## Written problem
Return the exact lines spanning from the line with "Exercise. Mark the green foliage" through the last line of the entries, boundaries included, and no others.

----- Dataset content

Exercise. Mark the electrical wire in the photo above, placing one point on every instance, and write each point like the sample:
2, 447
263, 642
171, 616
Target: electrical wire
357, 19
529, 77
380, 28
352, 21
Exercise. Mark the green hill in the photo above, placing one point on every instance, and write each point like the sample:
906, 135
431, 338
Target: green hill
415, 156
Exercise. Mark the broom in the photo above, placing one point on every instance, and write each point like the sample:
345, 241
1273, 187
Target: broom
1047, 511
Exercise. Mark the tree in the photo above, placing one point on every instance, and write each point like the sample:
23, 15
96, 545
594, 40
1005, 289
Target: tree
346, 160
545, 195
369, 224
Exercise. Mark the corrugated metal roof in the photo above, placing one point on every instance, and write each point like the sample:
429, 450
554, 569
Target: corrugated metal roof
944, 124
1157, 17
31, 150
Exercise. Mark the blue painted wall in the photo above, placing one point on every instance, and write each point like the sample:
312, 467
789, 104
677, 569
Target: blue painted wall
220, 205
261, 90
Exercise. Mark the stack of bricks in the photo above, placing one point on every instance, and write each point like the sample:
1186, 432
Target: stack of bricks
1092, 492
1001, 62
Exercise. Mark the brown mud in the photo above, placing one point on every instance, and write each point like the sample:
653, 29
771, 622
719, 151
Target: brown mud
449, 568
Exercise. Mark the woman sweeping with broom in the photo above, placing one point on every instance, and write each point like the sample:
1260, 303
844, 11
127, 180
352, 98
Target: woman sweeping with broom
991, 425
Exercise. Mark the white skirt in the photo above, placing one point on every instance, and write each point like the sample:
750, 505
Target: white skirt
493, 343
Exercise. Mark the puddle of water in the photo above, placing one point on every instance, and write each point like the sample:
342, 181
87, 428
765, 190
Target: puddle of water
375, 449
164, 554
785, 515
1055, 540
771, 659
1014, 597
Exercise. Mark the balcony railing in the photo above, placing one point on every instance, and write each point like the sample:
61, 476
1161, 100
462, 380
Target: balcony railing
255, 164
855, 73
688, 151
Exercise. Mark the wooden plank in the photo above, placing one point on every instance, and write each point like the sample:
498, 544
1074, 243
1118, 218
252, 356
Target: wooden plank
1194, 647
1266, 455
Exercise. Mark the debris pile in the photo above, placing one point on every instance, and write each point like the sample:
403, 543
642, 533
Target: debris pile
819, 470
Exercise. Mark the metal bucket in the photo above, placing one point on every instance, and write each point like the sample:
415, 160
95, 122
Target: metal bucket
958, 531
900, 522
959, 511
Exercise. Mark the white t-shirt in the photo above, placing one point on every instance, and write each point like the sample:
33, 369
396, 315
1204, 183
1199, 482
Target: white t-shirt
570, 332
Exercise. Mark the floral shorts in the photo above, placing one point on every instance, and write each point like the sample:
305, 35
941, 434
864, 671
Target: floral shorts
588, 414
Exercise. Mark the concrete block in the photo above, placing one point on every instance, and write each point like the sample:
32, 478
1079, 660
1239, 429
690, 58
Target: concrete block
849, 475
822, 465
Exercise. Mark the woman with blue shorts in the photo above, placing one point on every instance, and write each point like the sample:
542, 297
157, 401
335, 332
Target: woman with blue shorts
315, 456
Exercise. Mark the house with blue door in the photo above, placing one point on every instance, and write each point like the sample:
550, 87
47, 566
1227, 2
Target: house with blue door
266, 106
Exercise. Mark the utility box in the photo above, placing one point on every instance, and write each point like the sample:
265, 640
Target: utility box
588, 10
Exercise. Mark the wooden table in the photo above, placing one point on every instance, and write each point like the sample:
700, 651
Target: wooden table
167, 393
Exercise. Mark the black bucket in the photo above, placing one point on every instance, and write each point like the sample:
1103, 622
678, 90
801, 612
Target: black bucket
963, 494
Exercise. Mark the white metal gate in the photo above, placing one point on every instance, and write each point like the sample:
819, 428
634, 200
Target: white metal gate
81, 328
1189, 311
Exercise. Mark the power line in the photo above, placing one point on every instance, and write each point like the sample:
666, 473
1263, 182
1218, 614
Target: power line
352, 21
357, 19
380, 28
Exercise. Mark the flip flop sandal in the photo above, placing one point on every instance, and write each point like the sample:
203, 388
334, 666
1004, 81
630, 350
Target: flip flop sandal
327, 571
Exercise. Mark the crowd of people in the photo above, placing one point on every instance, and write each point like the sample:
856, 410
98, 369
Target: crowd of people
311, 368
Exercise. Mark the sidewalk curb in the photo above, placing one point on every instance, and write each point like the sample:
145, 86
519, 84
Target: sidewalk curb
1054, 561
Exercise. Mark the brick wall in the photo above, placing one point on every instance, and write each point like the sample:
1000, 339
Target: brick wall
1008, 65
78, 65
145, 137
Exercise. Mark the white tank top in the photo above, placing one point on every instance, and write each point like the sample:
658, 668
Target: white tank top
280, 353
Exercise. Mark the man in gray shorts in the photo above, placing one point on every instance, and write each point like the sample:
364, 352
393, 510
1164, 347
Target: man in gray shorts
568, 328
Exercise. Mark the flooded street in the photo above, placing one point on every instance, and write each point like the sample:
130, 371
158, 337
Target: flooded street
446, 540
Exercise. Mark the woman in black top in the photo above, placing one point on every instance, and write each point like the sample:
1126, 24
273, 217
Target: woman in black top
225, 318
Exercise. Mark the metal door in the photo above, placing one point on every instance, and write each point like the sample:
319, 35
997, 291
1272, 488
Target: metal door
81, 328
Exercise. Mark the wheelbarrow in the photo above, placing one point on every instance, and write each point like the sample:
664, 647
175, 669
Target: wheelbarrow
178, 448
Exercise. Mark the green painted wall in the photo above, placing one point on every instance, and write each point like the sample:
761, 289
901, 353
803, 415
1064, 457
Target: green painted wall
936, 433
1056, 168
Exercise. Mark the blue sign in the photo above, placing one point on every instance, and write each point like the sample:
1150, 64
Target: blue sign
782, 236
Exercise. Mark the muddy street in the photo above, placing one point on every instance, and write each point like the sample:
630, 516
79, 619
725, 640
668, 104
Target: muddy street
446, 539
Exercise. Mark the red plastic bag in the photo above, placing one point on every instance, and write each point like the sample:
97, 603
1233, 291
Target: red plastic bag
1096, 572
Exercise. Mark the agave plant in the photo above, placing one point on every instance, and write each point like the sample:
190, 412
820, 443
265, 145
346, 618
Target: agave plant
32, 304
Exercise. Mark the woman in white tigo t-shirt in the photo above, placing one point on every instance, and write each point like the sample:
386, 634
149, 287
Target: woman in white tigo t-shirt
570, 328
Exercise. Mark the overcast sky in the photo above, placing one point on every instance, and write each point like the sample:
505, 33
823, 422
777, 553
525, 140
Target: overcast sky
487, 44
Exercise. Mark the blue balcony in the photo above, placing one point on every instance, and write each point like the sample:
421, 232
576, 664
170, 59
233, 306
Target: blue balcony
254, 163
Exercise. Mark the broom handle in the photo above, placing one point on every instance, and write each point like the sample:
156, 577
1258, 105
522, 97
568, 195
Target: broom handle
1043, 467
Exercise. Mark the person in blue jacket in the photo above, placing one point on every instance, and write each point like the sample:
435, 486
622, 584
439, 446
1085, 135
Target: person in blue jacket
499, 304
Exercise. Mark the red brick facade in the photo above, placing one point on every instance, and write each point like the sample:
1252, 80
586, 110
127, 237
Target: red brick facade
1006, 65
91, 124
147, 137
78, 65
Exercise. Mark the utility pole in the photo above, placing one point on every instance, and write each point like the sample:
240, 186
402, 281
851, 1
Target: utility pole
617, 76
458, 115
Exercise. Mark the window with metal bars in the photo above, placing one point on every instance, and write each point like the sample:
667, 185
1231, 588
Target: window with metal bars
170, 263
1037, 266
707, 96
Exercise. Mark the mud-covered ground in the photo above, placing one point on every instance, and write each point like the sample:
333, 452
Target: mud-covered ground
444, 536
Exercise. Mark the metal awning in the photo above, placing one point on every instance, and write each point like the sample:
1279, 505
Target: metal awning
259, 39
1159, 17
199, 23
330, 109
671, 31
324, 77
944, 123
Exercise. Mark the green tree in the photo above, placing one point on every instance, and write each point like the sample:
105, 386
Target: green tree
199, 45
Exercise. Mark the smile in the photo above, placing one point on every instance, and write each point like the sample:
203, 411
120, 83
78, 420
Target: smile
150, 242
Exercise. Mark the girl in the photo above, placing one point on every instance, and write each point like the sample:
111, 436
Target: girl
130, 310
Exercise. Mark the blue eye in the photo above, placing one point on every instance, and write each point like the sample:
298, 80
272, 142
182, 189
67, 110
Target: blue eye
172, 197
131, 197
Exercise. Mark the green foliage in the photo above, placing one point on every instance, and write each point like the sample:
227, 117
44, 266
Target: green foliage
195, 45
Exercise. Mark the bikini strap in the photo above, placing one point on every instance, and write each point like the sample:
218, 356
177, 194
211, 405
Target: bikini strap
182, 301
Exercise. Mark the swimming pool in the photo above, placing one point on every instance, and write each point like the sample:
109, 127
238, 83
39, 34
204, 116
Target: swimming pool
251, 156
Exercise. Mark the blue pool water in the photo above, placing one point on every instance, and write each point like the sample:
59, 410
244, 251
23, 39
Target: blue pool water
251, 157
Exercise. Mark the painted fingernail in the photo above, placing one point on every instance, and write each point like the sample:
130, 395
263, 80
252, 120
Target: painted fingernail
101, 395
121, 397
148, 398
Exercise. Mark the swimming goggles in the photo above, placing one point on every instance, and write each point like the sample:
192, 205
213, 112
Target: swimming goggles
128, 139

----------

## Written answer
Exercise. Mark the green foliage in the photo above, placing one point on every instance, and write each point like the sample:
227, 117
44, 266
Target: green foliage
195, 45
Exercise. Mark the bikini strap in the photo above, placing one point on every instance, and write each point like the sample:
218, 356
177, 194
211, 405
Target: bikini strap
182, 301
Exercise. Mark the swimming pool in the photo above, placing one point on every instance, and write each point like the sample:
109, 127
238, 83
39, 34
204, 116
Target: swimming pool
251, 156
Exercise. Mark the blue pool water in the photo above, placing one point on every instance, and write each point like the sample:
59, 410
244, 251
23, 39
Target: blue pool water
251, 157
Exercise. Mark the painted fingernail in the photo above, placing one point on every instance, and write each point like the sample:
130, 395
263, 80
252, 120
Target: painted fingernail
101, 395
121, 397
148, 398
Exercise. Mark the swimming goggles in the photo above, placing one point on every instance, and write each point like the sample:
192, 205
213, 112
Target: swimming goggles
128, 139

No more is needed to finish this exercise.